WHAT THE EXERCISE ASKS:
Can you revise the lines from the one containing "Locate every instance of the flower" through the end of the entries, replacing "drop a point" with "place a marker" and leaving everything else unchanged?

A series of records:
.....

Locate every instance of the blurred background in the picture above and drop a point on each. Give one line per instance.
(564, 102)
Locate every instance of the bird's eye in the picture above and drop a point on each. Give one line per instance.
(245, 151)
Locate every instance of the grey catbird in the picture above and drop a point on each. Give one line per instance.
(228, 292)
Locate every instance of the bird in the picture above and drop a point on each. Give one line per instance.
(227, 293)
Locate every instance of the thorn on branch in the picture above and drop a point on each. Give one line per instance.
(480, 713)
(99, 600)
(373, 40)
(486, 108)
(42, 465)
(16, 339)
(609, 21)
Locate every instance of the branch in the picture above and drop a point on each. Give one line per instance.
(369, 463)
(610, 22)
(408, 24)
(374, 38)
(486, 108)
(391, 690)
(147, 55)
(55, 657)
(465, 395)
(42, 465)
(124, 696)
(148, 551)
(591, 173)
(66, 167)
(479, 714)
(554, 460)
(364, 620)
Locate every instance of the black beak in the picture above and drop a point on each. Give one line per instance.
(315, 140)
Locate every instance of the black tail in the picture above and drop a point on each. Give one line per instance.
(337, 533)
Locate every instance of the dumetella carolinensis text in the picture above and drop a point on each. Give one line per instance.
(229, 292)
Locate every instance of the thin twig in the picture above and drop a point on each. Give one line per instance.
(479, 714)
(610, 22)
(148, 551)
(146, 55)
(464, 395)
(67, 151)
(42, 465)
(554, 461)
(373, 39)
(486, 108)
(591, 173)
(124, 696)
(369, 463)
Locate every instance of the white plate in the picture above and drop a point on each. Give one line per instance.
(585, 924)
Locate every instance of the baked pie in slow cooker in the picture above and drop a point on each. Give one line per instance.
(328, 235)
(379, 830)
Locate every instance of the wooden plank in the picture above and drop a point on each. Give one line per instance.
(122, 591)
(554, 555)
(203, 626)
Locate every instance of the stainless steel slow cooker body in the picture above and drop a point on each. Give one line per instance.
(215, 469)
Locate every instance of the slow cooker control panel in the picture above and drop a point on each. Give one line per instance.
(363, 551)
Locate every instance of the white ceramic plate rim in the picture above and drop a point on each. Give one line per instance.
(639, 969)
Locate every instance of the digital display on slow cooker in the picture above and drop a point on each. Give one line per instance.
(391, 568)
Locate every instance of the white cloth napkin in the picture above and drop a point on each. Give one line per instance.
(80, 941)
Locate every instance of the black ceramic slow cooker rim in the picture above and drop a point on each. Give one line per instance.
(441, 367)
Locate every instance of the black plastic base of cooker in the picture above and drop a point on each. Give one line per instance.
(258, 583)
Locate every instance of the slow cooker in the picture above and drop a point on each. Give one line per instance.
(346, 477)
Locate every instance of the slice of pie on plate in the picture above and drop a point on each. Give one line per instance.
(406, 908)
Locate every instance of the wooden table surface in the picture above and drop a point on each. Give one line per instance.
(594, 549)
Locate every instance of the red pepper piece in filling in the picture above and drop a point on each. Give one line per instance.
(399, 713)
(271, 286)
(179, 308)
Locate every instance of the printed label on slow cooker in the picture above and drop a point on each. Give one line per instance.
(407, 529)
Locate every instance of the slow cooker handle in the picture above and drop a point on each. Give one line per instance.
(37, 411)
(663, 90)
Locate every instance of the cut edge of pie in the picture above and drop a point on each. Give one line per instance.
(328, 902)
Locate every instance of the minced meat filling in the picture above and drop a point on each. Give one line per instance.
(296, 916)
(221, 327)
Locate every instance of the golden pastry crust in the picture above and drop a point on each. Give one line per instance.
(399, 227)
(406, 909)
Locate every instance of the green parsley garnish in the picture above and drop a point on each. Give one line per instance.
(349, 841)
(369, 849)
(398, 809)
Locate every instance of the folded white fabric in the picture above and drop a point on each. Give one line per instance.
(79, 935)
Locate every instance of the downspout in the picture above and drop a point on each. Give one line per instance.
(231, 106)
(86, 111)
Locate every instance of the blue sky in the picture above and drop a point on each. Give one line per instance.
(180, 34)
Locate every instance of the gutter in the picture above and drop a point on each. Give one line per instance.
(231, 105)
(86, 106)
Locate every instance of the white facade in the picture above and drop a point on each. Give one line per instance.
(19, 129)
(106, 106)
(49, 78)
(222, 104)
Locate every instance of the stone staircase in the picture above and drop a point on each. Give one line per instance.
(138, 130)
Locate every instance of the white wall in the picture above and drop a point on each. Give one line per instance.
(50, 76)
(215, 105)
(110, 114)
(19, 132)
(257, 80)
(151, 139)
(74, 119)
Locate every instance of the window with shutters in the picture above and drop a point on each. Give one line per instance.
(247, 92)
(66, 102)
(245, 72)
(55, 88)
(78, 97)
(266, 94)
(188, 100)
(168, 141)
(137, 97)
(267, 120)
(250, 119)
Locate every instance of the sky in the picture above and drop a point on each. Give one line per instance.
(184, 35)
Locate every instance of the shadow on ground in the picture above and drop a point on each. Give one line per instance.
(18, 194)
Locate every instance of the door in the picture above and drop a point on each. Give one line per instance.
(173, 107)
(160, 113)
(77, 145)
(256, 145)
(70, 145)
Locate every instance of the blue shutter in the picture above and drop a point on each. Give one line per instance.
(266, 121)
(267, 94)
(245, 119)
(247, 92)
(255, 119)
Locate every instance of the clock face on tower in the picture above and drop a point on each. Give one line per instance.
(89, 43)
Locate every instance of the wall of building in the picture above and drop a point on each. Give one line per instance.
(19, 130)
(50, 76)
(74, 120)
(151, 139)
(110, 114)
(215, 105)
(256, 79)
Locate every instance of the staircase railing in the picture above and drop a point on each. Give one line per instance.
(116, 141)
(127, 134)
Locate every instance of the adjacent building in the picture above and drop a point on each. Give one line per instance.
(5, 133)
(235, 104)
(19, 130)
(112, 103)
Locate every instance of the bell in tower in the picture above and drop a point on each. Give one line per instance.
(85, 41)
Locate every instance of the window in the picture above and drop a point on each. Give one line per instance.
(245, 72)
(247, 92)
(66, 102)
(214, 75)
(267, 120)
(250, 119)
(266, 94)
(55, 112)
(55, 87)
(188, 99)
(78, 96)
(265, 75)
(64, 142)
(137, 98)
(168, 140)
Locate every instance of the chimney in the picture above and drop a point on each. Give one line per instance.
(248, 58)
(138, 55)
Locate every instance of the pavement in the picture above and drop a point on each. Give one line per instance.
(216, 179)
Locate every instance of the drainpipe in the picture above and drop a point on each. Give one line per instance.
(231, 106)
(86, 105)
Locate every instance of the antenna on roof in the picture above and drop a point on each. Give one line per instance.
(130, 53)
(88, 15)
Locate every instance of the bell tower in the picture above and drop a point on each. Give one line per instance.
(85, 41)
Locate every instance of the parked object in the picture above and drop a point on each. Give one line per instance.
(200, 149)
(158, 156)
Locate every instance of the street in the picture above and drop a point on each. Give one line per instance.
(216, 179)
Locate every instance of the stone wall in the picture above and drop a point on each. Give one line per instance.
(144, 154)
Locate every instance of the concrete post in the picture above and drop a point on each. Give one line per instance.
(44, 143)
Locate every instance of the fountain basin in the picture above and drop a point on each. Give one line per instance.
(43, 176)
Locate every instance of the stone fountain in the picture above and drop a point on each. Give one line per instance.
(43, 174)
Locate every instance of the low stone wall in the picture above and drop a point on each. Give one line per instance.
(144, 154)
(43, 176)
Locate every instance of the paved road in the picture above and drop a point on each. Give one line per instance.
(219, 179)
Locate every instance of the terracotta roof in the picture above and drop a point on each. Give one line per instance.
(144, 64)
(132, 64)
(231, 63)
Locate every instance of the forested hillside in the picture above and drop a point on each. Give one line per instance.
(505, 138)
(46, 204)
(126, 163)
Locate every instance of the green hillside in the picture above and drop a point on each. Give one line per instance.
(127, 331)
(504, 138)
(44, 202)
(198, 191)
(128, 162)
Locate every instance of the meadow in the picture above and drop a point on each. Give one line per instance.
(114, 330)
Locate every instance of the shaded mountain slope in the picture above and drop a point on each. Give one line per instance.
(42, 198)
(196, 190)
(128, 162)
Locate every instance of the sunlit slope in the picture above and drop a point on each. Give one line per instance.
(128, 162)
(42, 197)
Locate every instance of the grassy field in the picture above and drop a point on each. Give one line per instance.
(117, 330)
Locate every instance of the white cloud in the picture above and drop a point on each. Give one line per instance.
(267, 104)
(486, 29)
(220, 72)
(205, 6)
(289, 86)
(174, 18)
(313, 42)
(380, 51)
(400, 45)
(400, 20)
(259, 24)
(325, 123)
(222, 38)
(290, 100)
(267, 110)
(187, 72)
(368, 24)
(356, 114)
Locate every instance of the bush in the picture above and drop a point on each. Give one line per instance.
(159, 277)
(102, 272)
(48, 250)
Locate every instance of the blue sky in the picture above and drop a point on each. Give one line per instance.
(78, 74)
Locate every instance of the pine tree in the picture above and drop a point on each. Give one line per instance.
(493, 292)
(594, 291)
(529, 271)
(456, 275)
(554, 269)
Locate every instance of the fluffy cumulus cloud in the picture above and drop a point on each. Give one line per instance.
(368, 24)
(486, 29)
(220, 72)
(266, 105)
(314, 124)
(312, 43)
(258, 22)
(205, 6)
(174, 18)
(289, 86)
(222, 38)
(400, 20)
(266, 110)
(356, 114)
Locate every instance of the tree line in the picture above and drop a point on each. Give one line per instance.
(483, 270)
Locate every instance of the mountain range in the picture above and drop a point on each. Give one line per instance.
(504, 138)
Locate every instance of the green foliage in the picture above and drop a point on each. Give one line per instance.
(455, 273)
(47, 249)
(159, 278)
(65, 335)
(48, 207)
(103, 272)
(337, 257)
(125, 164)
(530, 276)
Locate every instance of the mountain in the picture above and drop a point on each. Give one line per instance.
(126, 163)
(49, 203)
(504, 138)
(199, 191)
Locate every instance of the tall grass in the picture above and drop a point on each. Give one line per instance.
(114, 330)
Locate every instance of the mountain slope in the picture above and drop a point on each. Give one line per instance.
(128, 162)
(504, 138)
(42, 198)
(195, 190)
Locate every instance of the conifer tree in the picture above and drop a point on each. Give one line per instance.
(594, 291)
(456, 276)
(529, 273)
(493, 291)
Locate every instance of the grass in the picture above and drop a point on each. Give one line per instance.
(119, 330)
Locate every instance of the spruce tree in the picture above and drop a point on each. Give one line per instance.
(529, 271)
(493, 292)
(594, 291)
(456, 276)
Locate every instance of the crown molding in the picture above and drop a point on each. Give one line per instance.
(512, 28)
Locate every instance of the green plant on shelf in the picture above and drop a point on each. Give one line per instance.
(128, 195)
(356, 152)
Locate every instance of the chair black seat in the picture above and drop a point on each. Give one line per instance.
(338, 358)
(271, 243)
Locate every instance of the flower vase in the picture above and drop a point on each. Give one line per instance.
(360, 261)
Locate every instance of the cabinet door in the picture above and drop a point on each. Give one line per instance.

.....

EXERCISE SOLUTION:
Locate every instance of the flower vase in the picture above and place a marker on each. Give one line per instance.
(360, 261)
Locate every instance of the cabinet door in the picture above and place a marker on each. Give one line per instance.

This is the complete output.